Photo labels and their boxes
++++
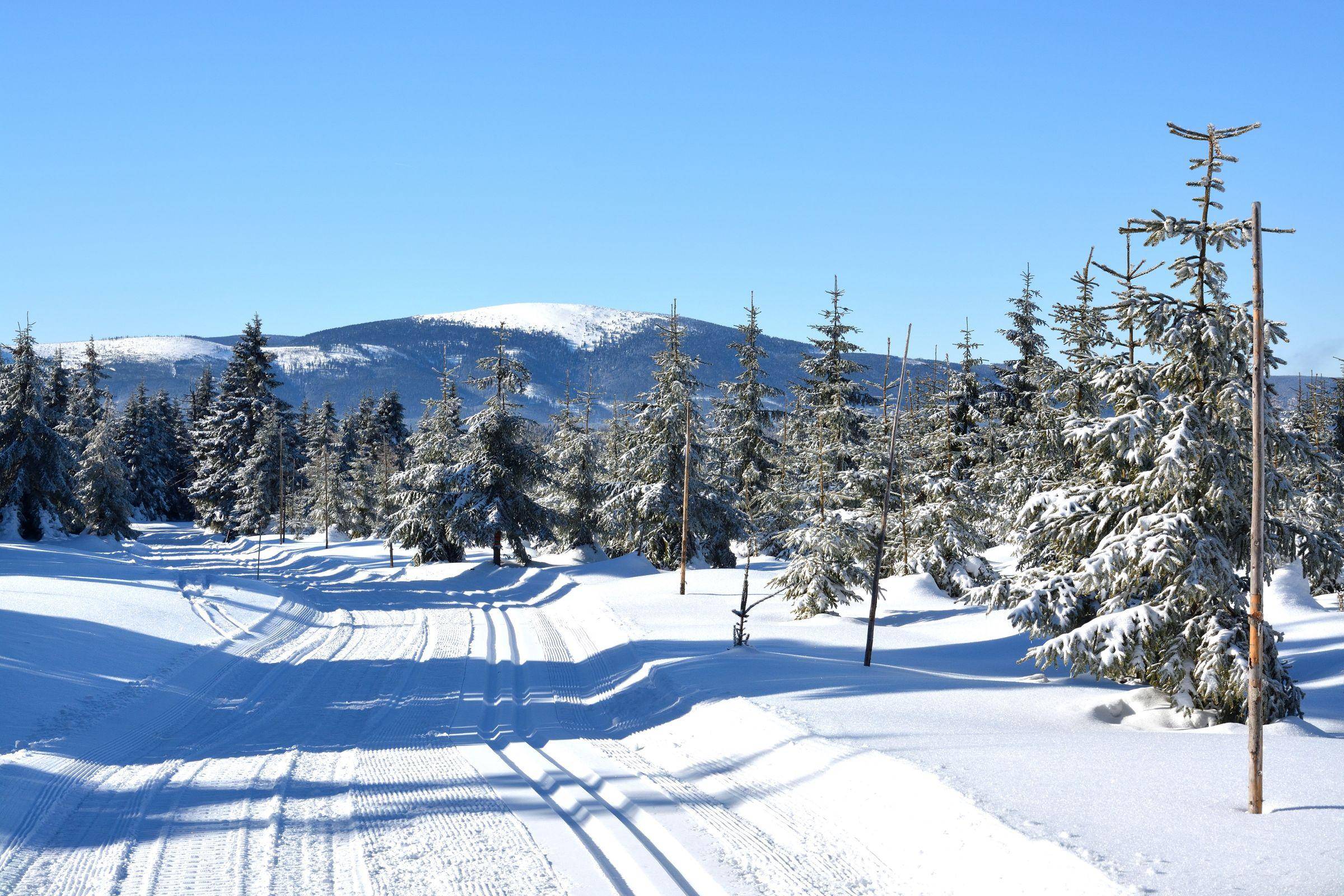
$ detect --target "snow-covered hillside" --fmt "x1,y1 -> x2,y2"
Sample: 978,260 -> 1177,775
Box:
38,336 -> 230,365
416,302 -> 665,348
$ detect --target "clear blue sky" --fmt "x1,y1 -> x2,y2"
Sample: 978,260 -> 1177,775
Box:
0,1 -> 1344,371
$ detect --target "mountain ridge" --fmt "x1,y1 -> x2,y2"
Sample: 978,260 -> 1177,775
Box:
38,302 -> 956,421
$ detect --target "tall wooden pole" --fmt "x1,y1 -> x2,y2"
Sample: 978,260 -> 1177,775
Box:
863,324 -> 914,666
682,396 -> 691,594
1246,203 -> 1264,815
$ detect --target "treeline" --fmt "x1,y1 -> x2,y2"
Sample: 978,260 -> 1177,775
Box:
0,120 -> 1344,718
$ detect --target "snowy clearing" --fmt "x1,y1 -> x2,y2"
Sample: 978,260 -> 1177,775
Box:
0,524 -> 1344,895
416,302 -> 665,348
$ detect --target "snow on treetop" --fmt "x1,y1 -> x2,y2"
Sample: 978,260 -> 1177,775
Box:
416,302 -> 665,348
36,336 -> 232,364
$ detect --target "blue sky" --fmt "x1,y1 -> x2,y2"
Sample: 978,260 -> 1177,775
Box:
0,3 -> 1344,372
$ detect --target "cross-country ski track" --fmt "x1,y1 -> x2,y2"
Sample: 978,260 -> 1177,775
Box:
0,525 -> 1134,896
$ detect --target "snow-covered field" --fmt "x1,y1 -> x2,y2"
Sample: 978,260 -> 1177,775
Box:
0,525 -> 1344,895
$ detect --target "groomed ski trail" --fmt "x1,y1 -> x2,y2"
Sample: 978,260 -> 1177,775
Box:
0,528 -> 946,896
++++
— AIM —
Collect every line of the items above that contains the string "target", and copy each one out unchanged.

— ANSWER BELOW —
$ detect --target "snow-covered hillside" --fmt "x1,y1 -> x2,y2"
$ detect --target "clear blue sky" --fmt "x1,y1 -> x2,y2"
$ detect --target "mountain ridge" --fmt "x1,y1 -> x2,y2"
$ detect --target "tall wooden pole" --fmt "x1,y1 -> x2,y2"
$ detect --target "treeline" --fmt "x1,y1 -> x2,y2"
$ detect --target "snowy clearing" --fmt "x1,y1 -> x2,y2"
$ detect --target "snow on treetop" --fmt "x1,y1 -> x2,y2"
$ detect --target "blue sky" --fmt "x1,y1 -> x2,y2"
$ detect --target "cross-country ski track" --fmt "x1,y1 -> x2,y2"
$ detect --target "snow-covered field" --fmt "x1,y1 -> x2,y2"
$ detect --target "groomed ski trail" --fmt "x1,y1 -> x2,y2"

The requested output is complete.